◆ Input material ◆
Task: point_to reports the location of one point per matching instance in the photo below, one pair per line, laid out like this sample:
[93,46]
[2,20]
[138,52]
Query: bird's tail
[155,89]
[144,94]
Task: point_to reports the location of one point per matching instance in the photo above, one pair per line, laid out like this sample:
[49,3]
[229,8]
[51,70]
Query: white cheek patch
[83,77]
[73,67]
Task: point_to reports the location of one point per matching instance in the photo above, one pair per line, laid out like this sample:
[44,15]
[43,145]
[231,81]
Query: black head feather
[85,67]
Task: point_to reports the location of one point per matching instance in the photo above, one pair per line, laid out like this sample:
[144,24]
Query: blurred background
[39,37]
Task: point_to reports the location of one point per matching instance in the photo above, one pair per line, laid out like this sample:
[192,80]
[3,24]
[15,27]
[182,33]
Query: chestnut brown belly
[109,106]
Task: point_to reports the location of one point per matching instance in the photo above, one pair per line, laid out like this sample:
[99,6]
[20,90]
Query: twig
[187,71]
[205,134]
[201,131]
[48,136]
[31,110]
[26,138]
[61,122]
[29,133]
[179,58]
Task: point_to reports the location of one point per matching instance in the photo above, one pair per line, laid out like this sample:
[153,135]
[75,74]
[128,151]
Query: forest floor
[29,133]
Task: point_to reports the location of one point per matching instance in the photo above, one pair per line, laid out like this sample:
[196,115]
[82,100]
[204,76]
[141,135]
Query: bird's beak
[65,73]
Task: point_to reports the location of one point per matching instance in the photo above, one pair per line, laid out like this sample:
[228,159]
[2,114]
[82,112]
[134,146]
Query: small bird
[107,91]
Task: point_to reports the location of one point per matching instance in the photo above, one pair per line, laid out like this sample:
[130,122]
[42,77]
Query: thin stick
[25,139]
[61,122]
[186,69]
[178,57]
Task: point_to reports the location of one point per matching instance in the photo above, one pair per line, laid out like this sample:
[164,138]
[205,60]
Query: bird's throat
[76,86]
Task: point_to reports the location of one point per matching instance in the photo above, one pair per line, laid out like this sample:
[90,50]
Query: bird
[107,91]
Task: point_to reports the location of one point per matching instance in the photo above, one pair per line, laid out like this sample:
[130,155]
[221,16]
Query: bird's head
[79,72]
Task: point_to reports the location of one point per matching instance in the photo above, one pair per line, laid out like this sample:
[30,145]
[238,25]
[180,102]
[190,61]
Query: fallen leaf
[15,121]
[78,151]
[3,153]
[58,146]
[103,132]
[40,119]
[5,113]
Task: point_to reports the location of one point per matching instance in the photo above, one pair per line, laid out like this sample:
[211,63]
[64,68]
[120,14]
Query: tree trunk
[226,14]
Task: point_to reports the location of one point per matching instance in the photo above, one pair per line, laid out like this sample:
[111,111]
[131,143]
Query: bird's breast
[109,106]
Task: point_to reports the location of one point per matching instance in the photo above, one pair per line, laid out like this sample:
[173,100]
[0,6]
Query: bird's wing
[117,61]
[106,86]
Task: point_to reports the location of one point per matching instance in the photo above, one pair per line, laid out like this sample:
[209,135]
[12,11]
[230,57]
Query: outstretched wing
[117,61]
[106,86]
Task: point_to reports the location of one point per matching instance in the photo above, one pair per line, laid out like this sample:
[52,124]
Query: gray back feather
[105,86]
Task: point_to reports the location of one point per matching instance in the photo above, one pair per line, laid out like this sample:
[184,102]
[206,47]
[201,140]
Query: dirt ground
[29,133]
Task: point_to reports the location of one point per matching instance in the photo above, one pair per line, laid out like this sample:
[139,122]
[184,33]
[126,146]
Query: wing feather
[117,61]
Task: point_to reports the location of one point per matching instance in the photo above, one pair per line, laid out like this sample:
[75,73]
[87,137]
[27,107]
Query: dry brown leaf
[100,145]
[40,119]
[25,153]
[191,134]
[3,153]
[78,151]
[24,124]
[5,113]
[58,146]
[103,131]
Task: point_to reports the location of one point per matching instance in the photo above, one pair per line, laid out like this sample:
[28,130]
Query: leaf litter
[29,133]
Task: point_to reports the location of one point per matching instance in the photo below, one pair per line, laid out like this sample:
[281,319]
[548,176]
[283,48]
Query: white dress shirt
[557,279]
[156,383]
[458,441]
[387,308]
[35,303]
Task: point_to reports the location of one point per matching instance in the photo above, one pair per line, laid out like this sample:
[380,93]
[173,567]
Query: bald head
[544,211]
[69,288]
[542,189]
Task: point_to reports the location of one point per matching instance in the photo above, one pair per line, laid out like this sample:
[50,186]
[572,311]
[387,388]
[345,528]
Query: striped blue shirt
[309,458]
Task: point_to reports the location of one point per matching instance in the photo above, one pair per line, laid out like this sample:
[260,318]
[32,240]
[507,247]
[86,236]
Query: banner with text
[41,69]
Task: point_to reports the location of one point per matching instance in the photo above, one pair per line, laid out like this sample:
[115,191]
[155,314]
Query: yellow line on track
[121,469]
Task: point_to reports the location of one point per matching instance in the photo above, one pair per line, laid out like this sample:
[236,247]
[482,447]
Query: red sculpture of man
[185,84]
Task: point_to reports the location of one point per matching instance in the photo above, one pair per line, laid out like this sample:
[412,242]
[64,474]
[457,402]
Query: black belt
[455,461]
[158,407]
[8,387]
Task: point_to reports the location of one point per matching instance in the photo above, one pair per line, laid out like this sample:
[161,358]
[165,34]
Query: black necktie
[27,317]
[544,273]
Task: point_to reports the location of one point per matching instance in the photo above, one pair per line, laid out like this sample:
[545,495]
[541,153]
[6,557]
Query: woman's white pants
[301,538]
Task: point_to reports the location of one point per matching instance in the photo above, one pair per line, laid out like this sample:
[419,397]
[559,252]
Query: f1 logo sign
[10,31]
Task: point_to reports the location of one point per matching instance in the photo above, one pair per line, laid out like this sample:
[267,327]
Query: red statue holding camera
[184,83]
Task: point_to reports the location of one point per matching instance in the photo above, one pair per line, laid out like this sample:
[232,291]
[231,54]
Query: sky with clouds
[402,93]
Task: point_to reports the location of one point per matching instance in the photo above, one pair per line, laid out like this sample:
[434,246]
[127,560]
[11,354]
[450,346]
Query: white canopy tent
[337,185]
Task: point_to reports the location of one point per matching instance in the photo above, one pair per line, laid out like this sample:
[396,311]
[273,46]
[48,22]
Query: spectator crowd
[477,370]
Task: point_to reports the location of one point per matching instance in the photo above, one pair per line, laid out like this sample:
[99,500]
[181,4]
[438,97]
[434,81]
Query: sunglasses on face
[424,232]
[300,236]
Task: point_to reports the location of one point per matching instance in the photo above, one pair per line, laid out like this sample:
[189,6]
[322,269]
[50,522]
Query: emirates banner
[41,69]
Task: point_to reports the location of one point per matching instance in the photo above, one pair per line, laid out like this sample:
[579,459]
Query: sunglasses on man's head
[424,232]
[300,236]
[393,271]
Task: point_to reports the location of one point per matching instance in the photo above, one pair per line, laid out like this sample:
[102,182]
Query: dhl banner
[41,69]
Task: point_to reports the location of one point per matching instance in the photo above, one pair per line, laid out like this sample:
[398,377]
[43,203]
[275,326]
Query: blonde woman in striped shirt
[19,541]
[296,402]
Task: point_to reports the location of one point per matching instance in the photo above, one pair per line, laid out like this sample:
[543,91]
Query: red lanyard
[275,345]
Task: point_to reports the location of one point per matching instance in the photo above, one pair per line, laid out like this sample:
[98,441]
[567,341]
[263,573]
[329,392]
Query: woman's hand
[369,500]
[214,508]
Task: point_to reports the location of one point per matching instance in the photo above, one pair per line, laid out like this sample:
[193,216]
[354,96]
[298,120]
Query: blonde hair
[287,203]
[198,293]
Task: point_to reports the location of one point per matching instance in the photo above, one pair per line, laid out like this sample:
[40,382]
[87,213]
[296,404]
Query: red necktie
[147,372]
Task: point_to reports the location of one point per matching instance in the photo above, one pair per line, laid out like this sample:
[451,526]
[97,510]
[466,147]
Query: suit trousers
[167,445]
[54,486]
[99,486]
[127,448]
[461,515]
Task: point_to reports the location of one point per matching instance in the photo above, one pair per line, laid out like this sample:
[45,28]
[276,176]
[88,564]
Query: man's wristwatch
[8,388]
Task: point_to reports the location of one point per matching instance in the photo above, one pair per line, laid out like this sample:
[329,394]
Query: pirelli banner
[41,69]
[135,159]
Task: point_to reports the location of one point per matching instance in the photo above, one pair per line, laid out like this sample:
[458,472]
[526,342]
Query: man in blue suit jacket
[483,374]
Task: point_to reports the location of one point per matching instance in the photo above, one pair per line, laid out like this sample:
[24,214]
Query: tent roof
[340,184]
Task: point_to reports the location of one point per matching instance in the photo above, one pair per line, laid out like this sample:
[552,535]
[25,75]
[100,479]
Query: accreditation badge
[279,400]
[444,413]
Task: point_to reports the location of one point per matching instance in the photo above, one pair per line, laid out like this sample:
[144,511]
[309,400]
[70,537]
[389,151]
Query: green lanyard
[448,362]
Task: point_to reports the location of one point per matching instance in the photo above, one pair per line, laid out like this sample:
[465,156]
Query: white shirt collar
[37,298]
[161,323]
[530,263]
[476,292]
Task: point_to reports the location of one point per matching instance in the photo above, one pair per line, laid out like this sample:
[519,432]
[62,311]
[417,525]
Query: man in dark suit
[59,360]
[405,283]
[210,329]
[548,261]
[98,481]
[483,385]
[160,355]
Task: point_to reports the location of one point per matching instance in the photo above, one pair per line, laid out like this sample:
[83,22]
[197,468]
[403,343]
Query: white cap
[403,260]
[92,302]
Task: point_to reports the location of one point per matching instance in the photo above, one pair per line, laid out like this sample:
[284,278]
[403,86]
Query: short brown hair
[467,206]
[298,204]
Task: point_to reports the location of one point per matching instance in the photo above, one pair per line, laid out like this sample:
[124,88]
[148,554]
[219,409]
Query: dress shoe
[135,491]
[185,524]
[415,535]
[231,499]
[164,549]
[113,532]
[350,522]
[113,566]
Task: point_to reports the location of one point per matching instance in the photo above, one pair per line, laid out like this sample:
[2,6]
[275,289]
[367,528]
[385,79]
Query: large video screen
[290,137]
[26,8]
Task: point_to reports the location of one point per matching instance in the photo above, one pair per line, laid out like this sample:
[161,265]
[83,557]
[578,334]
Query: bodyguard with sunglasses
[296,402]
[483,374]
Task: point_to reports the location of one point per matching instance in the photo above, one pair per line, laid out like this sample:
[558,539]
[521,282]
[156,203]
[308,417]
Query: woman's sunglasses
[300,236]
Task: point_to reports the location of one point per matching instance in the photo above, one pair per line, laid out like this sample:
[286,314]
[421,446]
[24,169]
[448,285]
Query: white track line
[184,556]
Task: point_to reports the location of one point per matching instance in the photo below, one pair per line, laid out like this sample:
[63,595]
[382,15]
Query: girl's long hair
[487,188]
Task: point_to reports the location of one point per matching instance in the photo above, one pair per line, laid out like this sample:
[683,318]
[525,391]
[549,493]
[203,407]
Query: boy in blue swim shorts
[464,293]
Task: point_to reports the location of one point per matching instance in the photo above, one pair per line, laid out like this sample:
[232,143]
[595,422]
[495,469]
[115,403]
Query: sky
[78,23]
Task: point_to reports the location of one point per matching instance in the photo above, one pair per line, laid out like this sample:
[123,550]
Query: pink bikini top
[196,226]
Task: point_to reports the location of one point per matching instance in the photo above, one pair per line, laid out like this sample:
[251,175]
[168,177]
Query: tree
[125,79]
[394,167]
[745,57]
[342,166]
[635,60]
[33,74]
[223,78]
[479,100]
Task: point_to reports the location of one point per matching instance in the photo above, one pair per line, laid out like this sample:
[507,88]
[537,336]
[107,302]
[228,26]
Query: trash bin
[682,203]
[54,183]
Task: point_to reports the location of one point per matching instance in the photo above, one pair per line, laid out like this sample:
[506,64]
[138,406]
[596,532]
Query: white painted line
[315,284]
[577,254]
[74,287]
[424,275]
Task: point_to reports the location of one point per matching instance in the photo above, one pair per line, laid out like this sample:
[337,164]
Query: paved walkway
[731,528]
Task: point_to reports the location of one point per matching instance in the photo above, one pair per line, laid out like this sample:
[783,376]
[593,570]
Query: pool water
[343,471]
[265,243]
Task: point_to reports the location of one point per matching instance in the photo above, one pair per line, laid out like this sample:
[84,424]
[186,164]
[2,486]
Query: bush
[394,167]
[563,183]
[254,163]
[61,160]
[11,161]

◆ Task description ◆
Copy each line from the lines above that contains the word "wing".

◆ Solution to the exercise ◆
Query: bird's wing
Query: outstretched wing
Query: wing feather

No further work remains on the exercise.